▸ **Goal of the exercise**:
List every line of the records below that contains the string "leaves", matching case exactly.

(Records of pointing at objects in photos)

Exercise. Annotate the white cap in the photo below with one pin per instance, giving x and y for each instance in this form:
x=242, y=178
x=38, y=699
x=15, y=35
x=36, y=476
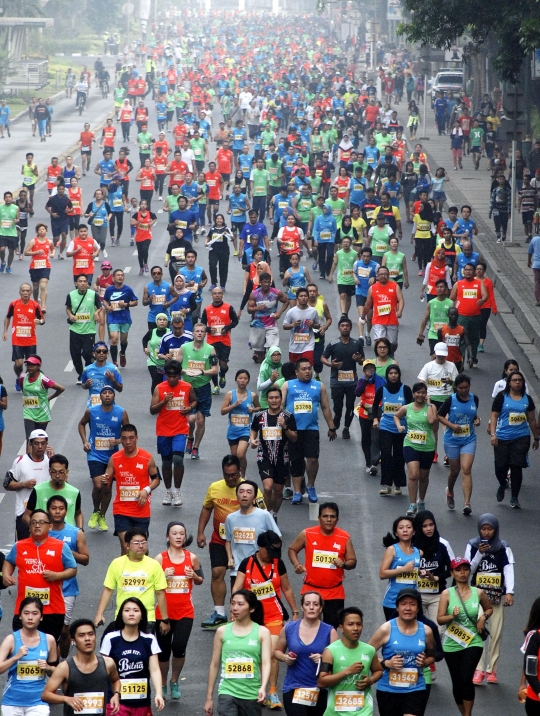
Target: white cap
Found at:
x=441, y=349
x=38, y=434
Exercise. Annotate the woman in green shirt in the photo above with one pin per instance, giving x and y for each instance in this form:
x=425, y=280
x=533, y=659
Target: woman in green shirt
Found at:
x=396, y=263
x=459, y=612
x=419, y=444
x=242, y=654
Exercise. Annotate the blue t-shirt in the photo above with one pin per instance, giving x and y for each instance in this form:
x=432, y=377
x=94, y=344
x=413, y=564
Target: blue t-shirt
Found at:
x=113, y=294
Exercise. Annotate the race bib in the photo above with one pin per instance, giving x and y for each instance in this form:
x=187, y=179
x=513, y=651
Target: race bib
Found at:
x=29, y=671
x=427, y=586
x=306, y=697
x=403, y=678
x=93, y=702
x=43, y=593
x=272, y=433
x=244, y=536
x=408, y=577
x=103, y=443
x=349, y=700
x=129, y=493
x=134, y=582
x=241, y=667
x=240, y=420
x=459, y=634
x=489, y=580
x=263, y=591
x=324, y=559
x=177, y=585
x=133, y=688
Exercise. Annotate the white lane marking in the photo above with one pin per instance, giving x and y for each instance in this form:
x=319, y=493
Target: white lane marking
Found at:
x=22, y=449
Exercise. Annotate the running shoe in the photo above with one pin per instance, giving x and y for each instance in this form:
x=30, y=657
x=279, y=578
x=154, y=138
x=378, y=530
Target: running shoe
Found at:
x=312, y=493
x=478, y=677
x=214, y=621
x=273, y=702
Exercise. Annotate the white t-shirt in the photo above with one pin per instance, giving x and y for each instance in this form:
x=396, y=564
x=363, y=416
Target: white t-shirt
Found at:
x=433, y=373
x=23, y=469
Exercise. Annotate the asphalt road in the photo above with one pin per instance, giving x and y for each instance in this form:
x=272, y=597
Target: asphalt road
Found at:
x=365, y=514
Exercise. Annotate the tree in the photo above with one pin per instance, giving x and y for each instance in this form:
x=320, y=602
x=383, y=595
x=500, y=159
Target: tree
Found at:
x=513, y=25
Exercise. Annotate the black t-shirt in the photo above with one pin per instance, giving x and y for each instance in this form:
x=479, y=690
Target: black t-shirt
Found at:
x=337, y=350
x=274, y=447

---

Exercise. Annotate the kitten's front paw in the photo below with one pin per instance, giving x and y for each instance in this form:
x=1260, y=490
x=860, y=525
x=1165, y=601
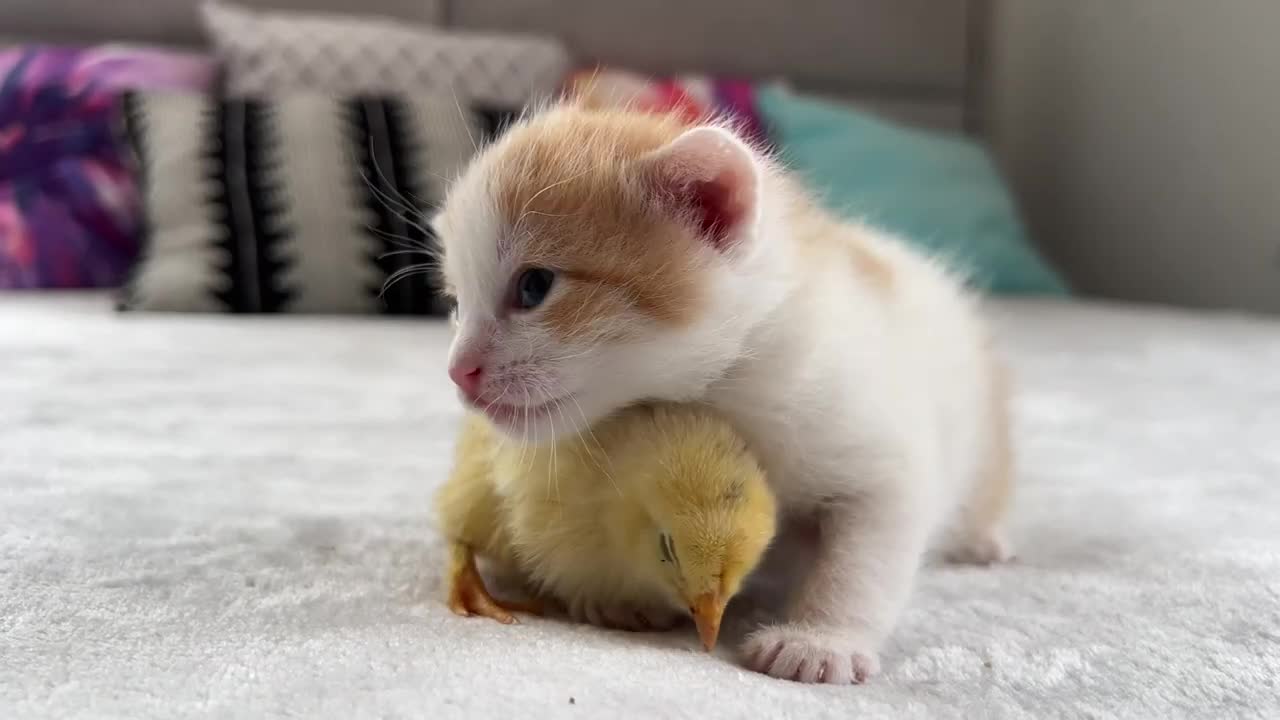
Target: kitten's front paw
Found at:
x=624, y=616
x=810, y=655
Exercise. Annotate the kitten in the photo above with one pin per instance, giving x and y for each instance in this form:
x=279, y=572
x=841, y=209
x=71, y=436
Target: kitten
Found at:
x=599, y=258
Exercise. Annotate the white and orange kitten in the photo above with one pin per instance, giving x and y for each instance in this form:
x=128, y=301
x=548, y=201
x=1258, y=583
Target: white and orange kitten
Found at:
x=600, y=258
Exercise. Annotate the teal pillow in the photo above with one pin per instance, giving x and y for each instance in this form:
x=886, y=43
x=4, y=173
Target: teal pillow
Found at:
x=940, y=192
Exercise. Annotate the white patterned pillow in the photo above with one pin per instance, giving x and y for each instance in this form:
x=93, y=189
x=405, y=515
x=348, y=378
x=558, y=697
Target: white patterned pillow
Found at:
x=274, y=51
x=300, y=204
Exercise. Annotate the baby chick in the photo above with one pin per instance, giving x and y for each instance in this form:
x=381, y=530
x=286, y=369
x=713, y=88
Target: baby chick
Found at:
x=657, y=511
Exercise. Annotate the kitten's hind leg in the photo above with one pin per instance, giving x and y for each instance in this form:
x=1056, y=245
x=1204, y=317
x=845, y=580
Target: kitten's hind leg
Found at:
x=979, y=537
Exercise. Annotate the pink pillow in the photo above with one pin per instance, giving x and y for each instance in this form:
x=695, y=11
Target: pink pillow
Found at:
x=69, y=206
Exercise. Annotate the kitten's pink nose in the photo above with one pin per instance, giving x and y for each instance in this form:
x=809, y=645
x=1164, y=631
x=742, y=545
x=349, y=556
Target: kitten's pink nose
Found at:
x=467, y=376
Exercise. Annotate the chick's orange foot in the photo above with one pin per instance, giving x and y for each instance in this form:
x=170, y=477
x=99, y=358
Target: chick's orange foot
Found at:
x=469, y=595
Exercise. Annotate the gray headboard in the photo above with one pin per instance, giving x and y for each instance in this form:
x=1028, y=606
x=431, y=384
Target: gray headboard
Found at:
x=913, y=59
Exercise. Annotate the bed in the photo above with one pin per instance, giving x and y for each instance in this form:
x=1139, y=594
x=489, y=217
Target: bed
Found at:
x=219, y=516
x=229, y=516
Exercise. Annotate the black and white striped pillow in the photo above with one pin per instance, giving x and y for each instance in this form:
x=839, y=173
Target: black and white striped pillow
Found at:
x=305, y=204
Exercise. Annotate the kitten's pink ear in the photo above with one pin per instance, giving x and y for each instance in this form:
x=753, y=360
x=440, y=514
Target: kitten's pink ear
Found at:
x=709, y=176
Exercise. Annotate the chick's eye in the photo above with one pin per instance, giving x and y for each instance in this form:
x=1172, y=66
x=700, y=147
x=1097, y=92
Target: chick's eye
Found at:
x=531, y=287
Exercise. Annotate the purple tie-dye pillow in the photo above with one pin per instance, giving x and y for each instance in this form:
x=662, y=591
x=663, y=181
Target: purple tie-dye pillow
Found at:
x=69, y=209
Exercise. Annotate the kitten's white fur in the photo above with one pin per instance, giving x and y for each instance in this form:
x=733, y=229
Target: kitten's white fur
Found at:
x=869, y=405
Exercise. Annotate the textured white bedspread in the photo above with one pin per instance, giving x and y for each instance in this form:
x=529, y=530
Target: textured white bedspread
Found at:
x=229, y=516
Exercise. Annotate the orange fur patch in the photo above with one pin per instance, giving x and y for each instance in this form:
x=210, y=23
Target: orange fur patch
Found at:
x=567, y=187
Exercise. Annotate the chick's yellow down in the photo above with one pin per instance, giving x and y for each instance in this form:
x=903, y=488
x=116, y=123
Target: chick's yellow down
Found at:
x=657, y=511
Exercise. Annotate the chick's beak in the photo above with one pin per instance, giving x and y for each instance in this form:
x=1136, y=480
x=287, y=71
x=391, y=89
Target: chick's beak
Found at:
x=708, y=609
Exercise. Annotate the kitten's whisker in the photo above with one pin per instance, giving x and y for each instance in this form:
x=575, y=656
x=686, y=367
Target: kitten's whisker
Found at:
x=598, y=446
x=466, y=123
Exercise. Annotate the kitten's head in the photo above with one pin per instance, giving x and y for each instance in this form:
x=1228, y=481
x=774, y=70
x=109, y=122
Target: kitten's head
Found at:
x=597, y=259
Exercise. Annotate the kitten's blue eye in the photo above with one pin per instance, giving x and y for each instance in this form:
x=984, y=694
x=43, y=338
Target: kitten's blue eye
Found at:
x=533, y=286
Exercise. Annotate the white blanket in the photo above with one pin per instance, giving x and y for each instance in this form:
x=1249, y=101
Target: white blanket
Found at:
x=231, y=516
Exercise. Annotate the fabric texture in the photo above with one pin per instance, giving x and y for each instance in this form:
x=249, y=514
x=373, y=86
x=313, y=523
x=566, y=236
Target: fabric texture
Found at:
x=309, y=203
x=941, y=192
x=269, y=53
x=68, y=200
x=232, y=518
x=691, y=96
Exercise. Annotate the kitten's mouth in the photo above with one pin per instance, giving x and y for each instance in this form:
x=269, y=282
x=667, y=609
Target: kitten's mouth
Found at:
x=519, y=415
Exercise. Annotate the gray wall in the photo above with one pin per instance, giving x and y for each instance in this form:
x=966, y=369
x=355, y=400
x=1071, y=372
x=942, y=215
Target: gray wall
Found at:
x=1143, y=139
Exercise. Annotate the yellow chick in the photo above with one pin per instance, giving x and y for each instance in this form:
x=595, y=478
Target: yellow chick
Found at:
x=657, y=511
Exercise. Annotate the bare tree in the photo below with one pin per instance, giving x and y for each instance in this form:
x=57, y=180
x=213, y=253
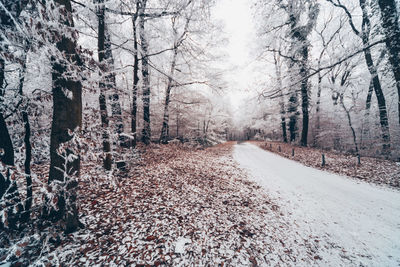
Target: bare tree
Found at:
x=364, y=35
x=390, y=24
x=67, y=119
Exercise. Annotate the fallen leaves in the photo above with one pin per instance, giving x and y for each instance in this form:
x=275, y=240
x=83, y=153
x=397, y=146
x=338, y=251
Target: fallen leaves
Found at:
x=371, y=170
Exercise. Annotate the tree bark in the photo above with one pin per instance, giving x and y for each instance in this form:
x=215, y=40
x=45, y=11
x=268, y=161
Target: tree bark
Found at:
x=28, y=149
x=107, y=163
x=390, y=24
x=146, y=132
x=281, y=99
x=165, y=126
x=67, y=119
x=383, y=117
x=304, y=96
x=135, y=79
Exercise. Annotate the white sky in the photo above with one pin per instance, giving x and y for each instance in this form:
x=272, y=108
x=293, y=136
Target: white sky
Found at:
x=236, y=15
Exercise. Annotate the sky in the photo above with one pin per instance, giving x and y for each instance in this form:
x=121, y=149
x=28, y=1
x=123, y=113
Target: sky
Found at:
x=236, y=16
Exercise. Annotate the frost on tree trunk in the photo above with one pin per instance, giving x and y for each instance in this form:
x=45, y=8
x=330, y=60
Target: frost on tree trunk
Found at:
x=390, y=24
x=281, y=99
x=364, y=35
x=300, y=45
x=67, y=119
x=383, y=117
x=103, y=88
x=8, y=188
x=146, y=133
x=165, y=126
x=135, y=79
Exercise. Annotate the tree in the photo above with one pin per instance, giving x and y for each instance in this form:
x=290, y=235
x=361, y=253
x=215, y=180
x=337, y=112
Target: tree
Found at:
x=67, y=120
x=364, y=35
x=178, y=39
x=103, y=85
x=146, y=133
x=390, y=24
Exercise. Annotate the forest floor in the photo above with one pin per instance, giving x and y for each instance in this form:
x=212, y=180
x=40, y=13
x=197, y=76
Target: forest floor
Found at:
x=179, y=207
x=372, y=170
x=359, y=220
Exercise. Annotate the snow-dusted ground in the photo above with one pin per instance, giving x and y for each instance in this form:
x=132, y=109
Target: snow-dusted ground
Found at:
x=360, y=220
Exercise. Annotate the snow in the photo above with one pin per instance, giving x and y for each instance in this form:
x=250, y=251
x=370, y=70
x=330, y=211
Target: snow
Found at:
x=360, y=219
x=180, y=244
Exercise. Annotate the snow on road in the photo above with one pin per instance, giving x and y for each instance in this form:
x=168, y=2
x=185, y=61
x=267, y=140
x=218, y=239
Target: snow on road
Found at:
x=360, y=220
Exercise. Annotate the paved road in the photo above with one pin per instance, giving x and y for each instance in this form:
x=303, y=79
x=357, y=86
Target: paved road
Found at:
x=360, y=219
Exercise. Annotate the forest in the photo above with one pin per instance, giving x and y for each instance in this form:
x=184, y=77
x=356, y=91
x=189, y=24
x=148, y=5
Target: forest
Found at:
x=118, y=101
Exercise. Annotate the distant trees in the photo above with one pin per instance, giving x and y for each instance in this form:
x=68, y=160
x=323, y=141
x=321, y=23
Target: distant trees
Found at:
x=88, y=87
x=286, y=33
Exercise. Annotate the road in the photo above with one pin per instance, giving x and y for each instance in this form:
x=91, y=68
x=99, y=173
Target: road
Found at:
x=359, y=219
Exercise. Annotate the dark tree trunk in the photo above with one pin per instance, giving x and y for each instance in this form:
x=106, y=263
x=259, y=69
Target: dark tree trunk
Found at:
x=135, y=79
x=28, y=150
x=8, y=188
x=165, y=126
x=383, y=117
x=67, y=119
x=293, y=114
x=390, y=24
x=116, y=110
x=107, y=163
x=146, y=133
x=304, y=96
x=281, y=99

▸ **Answer to the problem**:
Exercise. Annotate the fallen leaves in the photo above with one pin per instance, giving x and y for each instance in this form:
Target: fallen leaves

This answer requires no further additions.